**Directives**
(1) Retype the stretch of the payment history text from "The first experiments" through "monthly statements electronically.".
(2) List every section heading in the payment history text.
Start of Document section
The first long-distance transfers of money were introduced by Western Union in 1871 using existing telegram technology.1 Wire transfers provide the ease of same-day transfers of money. Although large-scale data on wire-transfers is mostly private, Fedwire Funds Service, a service provided by the Federal Reserve, reported more than 152 million transfers in 2017.2

 

1910

Routing numbers for personal checks

The first recorded use of a modern check, a paper describing a financial transaction, dates back to the 11th century in the present-day Middle East.3 The slips were standardized in 1910 when the American Bankers Association implemented routing numbers, which allowed for universal processing.4 In 2000, 42.5 billion transactions were completed using checks.5 In 2015, that number was less than half: a still-significant 17.9 billion transactions.6

 

1950

Credit cards

The idea of credit, where an individual uses products or services and delays payment, goes back to farming societies. Later, store-by-store ledgers allowed shoppers to buy goods on credit, but it wasn’t until the mid-20th century that physical cards that could be used at multiple shops were introduced. The Diners’ Club card launched in 1950, and the first 200 cardholders could eat at 14 New York City restaurants.7 Flash forward to 2015 and credit cards were used to pay for 33.9 billion transactions.6

 

1967

ATMs

Automated teller technology has evolved since three separate banks introduced it in 1967. Those early ATMs were ill-suited to the elements, and it took decades to refine the technology to connect on a global network.8 Even in 1981, an employee had to stand outside of a U.S. Bank in rural Tennessee to persuade customers to try the new technology instead of going into the bank. Over the decades since, the connected ATM network has grown to almost 500,000 in the U.S.9

 

1983

Online banking

The first experiments in banking through the internet took place in the U.K. In 1983, the Bank of Scotland offered customers a way to bank by connecting to the internet through their televisions and using their telephones to transfer money and pay bills. The Stanford Credit Union became the first financial institution in the U.S. to have an online banking website in 1994.10 As home internet access became more widespread in the mid-1990s, so did online banking. Today, most bank websites offer a variety of services, including online bill pay, money transfers, account inquiries and the ability to view monthly statements electronically.
End of Document section
Start of Supplied material
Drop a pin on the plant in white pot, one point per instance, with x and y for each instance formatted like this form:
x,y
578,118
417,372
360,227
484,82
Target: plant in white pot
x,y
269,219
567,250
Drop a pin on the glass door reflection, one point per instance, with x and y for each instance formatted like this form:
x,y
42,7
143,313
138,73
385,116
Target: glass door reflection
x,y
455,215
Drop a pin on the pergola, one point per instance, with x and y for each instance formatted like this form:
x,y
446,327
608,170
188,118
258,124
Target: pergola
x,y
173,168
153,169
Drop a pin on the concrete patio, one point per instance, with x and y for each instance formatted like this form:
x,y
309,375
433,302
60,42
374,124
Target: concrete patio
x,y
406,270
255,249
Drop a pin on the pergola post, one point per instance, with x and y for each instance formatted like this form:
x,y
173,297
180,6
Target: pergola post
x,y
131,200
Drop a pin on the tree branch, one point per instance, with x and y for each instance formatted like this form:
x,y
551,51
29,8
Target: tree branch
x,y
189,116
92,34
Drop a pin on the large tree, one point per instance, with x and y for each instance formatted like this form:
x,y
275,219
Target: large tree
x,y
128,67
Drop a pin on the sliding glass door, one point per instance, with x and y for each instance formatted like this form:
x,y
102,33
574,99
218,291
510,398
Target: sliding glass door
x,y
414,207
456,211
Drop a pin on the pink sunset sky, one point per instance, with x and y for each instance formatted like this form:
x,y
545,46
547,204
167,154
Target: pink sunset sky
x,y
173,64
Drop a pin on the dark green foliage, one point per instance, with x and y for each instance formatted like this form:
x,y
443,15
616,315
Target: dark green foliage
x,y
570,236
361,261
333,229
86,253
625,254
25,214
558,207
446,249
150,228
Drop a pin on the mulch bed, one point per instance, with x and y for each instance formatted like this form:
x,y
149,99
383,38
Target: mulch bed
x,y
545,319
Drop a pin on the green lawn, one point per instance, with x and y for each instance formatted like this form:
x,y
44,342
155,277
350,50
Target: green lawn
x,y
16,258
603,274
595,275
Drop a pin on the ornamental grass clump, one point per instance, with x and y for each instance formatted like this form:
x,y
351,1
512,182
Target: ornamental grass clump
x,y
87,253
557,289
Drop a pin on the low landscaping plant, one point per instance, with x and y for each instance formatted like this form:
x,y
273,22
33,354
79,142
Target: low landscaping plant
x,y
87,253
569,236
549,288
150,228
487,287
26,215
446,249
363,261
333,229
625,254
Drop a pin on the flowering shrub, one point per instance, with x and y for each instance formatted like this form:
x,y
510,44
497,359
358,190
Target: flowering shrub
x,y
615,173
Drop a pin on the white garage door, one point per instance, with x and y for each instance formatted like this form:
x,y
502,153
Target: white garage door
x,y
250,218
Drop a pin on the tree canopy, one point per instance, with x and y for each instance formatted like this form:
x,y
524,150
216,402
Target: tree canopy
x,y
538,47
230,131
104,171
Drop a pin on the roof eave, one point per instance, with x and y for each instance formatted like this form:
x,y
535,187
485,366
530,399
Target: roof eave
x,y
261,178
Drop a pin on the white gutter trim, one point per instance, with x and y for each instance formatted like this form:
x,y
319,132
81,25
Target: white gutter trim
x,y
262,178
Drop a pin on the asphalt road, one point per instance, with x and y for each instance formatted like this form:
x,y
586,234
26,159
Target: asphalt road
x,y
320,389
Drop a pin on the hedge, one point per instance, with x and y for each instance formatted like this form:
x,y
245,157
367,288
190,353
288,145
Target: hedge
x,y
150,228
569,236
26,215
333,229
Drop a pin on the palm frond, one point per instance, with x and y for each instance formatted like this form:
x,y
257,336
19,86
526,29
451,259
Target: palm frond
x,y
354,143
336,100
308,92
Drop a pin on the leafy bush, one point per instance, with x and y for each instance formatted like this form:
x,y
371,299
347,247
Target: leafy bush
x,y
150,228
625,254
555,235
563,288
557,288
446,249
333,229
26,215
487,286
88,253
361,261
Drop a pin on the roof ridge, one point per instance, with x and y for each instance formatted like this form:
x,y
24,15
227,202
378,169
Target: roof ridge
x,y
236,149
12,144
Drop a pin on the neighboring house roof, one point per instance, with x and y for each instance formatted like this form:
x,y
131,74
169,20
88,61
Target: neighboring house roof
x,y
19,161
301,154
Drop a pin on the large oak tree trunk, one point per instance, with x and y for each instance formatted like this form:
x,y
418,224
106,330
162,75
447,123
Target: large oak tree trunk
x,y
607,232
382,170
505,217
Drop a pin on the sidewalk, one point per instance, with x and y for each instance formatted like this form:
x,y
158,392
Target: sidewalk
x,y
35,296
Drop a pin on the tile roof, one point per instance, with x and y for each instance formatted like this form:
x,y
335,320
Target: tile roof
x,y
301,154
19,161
End of Supplied material
**Results for each task**
(1)
The first experiments in banking through the internet took place in the U.K. In 1983, the Bank of Scotland offered customers a way to bank by connecting to the internet through their televisions and using their telephones to transfer money and pay bills. The Stanford Credit Union became the first financial institution in the U.S. to have an online banking website in 1994.10 As home internet access became more widespread in the mid-1990s, so did online banking. Today, most bank websites offer a variety of services, including online bill pay, money transfers, account inquiries and the ability to view monthly statements electronically.

(2)
Routing numbers for personal checks
Credit cards
ATMs
Online banking